↓↓↓

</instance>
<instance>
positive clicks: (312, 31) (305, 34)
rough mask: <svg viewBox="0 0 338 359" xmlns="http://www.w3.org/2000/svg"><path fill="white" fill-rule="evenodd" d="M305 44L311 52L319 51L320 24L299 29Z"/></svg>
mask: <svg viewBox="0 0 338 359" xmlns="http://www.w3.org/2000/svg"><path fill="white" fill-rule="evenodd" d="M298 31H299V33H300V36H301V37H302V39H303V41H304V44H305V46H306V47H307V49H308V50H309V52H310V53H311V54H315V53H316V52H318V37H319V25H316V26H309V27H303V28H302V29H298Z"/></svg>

↑↑↑

- [PROBLEM STATEMENT]
Please copy out the records again, swapping "positive clicks" for "foreground clicks" and leaving everything else unchanged.

- [ANSWER SPACE]
</instance>
<instance>
foreground clicks: (312, 31) (305, 34)
rough mask: <svg viewBox="0 0 338 359" xmlns="http://www.w3.org/2000/svg"><path fill="white" fill-rule="evenodd" d="M305 44L311 52L319 51L320 24L299 29Z"/></svg>
mask: <svg viewBox="0 0 338 359" xmlns="http://www.w3.org/2000/svg"><path fill="white" fill-rule="evenodd" d="M298 31H299V33H300V36H301V37H302V39H303V41H304V44H305V46H306V47H307V49H308V50H309V52H310V53H311V54H315V53H316V52H318V37H319V25H316V26H309V27H303V28H302V29H298Z"/></svg>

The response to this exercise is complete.